▸ **Problem to solve**: Beginning with the line where "Where can the twig" appears, repeat every remaining line of the entries exactly, the last line included.
#### Data shown
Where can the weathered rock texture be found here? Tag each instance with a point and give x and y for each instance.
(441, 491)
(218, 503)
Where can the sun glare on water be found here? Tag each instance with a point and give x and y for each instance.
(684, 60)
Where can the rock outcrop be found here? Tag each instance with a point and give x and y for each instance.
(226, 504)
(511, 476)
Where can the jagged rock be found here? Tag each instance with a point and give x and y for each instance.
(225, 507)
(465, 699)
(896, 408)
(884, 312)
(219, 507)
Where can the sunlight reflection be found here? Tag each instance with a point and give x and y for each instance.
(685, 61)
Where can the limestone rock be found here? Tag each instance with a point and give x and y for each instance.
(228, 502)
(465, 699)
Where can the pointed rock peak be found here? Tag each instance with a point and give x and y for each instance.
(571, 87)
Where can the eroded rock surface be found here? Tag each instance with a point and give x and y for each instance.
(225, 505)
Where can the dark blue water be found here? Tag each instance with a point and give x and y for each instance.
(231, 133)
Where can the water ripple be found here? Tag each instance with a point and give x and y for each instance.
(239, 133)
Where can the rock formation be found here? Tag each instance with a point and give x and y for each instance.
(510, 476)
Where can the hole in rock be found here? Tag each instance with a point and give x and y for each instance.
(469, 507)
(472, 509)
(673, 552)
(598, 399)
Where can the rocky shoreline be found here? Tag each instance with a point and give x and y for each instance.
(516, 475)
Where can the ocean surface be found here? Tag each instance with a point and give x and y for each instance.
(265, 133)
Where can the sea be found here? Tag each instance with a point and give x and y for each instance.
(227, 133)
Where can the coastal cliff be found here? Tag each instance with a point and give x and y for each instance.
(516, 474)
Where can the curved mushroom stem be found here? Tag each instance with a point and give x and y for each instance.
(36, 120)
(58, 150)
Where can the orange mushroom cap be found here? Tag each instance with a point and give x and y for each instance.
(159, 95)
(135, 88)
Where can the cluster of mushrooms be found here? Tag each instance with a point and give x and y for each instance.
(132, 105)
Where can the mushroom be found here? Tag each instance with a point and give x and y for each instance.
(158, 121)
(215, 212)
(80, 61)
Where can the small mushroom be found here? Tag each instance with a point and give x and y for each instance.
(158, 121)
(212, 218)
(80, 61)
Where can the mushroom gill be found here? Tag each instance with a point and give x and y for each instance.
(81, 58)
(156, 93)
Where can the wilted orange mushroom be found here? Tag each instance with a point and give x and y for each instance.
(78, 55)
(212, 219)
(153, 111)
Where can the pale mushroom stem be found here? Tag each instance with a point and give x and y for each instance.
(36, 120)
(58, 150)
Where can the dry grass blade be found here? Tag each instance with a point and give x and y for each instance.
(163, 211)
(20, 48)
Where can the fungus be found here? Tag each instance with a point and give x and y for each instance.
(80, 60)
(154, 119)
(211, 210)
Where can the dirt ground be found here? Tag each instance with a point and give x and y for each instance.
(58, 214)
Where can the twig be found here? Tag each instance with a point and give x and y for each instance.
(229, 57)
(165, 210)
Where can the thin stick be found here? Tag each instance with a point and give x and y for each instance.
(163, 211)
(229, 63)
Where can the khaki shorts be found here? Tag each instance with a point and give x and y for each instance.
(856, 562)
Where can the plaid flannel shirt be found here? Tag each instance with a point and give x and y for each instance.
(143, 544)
########
▸ **Solution for this task**:
Where can the twig be found here? Tag each instance with a point and give x and y for each instance.
(229, 57)
(165, 210)
Where can the thin stick be found here? Tag each instance with a point and give x and y for each instance.
(163, 211)
(229, 63)
Where can the khaki shorts be found here? Tag each instance with a point and give x and y for each instance.
(856, 562)
Where can the plaid flannel shirt be found here? Tag each instance with a point and give x and y for each instance.
(143, 544)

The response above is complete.